- WHAT IS REQUIRED -
Please copy out the stretch of the records from the line containing "Note: in this practice we tag every instance of the flowering" through the end of the records, keeping every line unchanged.

- Dataset records -
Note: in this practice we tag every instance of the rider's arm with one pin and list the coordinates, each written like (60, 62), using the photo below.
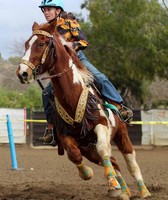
(79, 41)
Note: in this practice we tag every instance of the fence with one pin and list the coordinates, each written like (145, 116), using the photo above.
(149, 127)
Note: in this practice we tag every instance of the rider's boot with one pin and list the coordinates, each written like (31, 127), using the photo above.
(125, 112)
(48, 137)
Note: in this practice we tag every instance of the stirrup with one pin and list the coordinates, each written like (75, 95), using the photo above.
(128, 114)
(48, 132)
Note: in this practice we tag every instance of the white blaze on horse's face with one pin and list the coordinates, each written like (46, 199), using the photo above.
(23, 67)
(77, 78)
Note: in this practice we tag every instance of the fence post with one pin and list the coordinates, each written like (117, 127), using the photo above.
(11, 144)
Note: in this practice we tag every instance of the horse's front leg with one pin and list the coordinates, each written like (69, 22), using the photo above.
(104, 149)
(74, 154)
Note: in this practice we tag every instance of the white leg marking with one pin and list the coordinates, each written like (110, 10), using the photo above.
(103, 140)
(133, 166)
(111, 117)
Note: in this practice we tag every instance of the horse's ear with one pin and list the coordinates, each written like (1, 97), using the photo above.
(35, 26)
(53, 25)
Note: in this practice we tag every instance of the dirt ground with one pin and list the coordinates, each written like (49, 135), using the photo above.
(42, 174)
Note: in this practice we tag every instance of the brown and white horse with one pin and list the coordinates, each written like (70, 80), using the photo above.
(83, 127)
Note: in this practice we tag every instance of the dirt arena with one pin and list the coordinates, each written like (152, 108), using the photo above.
(42, 174)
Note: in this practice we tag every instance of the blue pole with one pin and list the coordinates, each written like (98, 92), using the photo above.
(11, 143)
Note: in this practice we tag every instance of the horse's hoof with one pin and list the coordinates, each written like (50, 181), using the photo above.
(145, 194)
(114, 193)
(124, 197)
(86, 173)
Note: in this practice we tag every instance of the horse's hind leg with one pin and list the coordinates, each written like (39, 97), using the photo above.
(74, 154)
(135, 171)
(104, 150)
(126, 194)
(125, 146)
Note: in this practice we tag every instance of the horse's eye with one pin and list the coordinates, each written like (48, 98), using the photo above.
(41, 44)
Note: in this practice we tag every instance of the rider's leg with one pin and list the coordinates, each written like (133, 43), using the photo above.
(48, 98)
(106, 88)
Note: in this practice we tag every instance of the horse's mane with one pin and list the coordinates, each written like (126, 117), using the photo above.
(84, 72)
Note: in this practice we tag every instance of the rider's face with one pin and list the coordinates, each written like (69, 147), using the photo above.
(50, 13)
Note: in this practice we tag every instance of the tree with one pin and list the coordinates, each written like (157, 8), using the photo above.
(128, 42)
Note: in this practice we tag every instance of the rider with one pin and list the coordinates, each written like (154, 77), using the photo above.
(76, 39)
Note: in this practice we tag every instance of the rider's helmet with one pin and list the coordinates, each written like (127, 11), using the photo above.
(52, 3)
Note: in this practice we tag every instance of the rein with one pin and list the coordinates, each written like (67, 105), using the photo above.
(43, 59)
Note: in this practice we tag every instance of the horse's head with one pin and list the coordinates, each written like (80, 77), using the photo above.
(37, 49)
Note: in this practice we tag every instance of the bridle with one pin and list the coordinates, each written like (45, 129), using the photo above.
(45, 53)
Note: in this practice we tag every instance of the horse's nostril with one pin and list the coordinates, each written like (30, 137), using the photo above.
(24, 75)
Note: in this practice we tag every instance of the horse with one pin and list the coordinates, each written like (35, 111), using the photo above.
(83, 127)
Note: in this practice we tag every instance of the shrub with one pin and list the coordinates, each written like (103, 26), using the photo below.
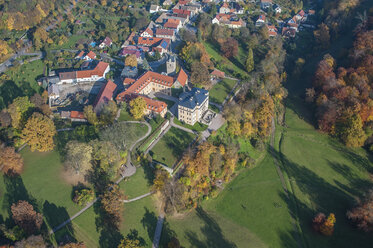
(83, 197)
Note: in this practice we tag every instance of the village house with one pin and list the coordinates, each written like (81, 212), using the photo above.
(104, 96)
(193, 105)
(165, 33)
(265, 4)
(261, 21)
(105, 43)
(97, 74)
(232, 21)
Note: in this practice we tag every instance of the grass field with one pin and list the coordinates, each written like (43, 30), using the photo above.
(199, 127)
(171, 146)
(22, 82)
(329, 182)
(221, 90)
(226, 65)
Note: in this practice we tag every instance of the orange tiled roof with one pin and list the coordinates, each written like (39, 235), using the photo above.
(182, 77)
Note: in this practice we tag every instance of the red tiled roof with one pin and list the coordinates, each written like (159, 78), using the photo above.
(80, 54)
(107, 41)
(182, 11)
(154, 105)
(77, 115)
(105, 94)
(182, 77)
(99, 71)
(91, 55)
(164, 31)
(218, 73)
(128, 81)
(148, 41)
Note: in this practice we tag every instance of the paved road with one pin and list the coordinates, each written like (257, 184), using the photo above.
(139, 197)
(158, 231)
(124, 175)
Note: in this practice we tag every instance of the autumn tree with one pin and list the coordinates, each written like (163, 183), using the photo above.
(129, 243)
(90, 115)
(138, 107)
(250, 61)
(200, 74)
(362, 214)
(26, 217)
(39, 132)
(10, 161)
(229, 47)
(5, 118)
(18, 111)
(73, 245)
(31, 242)
(131, 60)
(112, 203)
(322, 36)
(78, 157)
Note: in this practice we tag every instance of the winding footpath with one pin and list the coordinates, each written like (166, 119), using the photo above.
(129, 167)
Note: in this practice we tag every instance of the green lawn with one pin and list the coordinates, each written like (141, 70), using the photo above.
(172, 145)
(125, 116)
(138, 217)
(22, 81)
(220, 91)
(205, 228)
(255, 201)
(224, 64)
(329, 182)
(199, 127)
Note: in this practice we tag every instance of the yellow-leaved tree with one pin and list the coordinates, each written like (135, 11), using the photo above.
(39, 132)
(138, 106)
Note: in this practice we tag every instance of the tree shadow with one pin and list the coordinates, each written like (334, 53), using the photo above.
(211, 231)
(149, 222)
(54, 216)
(314, 194)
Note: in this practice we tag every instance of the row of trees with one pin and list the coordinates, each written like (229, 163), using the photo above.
(341, 95)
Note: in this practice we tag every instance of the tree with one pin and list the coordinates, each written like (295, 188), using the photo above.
(362, 214)
(39, 132)
(129, 243)
(250, 61)
(78, 157)
(112, 203)
(108, 113)
(18, 110)
(131, 60)
(322, 36)
(83, 196)
(24, 215)
(200, 74)
(5, 118)
(138, 107)
(73, 245)
(31, 242)
(90, 115)
(10, 161)
(229, 47)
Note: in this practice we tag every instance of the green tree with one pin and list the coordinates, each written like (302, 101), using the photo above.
(78, 157)
(18, 111)
(138, 107)
(250, 61)
(39, 132)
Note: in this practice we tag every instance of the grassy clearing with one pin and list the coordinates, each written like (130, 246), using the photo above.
(329, 182)
(221, 90)
(225, 65)
(201, 228)
(171, 146)
(199, 127)
(255, 200)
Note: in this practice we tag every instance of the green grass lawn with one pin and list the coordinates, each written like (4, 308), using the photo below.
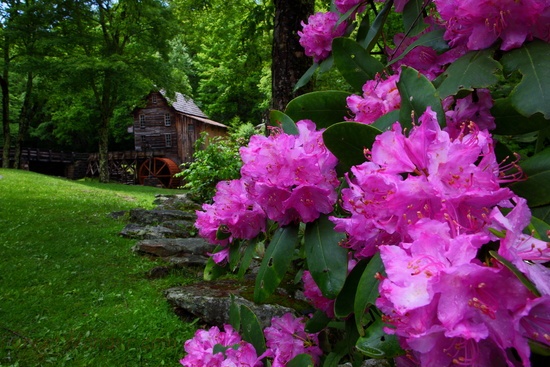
(71, 291)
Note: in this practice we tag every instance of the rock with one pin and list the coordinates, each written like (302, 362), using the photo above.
(157, 216)
(164, 247)
(210, 301)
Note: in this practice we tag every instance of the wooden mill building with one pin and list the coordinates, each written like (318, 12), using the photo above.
(165, 131)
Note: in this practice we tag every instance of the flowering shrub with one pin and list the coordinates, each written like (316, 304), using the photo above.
(446, 229)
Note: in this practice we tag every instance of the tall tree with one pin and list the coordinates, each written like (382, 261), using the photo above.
(117, 53)
(289, 62)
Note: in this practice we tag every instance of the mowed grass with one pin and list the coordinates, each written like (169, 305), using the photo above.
(71, 291)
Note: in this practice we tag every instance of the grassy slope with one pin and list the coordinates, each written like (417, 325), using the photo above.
(71, 291)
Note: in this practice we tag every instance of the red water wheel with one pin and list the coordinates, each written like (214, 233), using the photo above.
(161, 170)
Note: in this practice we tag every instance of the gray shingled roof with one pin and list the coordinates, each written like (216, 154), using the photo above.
(185, 105)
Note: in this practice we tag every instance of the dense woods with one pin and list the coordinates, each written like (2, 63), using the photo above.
(73, 70)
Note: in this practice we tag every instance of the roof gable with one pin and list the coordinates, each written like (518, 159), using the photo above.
(184, 105)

- EXERCISE OUTPUT -
Note: in this practice we tag every instance of the flowering shrub with one pin and list the coordinates, each written like (316, 304), using the photo above.
(446, 229)
Note: in this practice we tag every instance of the tall tree with one pin and list the coordinates, each written like (382, 261), using the photo above.
(117, 53)
(289, 62)
Note: in this practice we tag every instance of the mowed grass with one pin and list the coordinates, each written like (169, 305), using the photo above.
(71, 291)
Note: in this practice we tag every instance of the grassy slope with one pin and list the coordinates, each written like (417, 325), using the photo above.
(71, 291)
Note: in this practice we tag every instance of the red water wheel with one pin and list the coordinates, each written like (214, 233), using the photo above.
(161, 170)
Note: in this practice we tag every instance of the gray shingled roof with one pin and list the coordinates, each written like (216, 154), using the photo above.
(185, 105)
Note: in this practice we tag every instance of the dense woods with one pin and list the coordinates, each written like (2, 63), using the photo above.
(73, 70)
Note: in this practice we tag every instance of the roof gable with one pin and list the coordinates, each written like (518, 159), using the photo above.
(184, 105)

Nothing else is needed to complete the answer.